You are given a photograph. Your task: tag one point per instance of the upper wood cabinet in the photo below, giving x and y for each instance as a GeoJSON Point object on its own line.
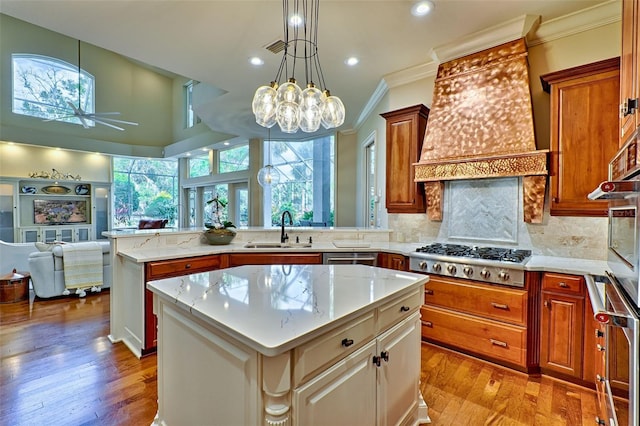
{"type": "Point", "coordinates": [584, 127]}
{"type": "Point", "coordinates": [629, 74]}
{"type": "Point", "coordinates": [405, 133]}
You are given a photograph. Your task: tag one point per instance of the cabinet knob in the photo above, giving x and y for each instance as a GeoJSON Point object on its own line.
{"type": "Point", "coordinates": [503, 306]}
{"type": "Point", "coordinates": [347, 342]}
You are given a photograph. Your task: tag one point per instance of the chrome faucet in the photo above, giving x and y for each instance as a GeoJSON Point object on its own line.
+===+
Reproduce every row above, requests included, but scale the point coordinates in the answers by 0.5 and round each one to a whole number, with halves going up. Omit the pictures from your answer.

**IN RESPONSE**
You are given a photograph. Your task: tag one point per instance of the upper wood cabinet in the photo below, giving x and y for each instance as a GeoJSON Point object on its own line.
{"type": "Point", "coordinates": [292, 64]}
{"type": "Point", "coordinates": [315, 37]}
{"type": "Point", "coordinates": [203, 67]}
You are given a photograph. Your task: tag one point per instance of the cabinet knob in the photo above, giving x and y for each instance as a GeoJSON Point object on its own line.
{"type": "Point", "coordinates": [252, 153]}
{"type": "Point", "coordinates": [174, 171]}
You are given a photograph. Your task: tag one point per instance of the chrome faucet in the photo above, giving x and y for each instance as a GeoJSON Point object on its own line.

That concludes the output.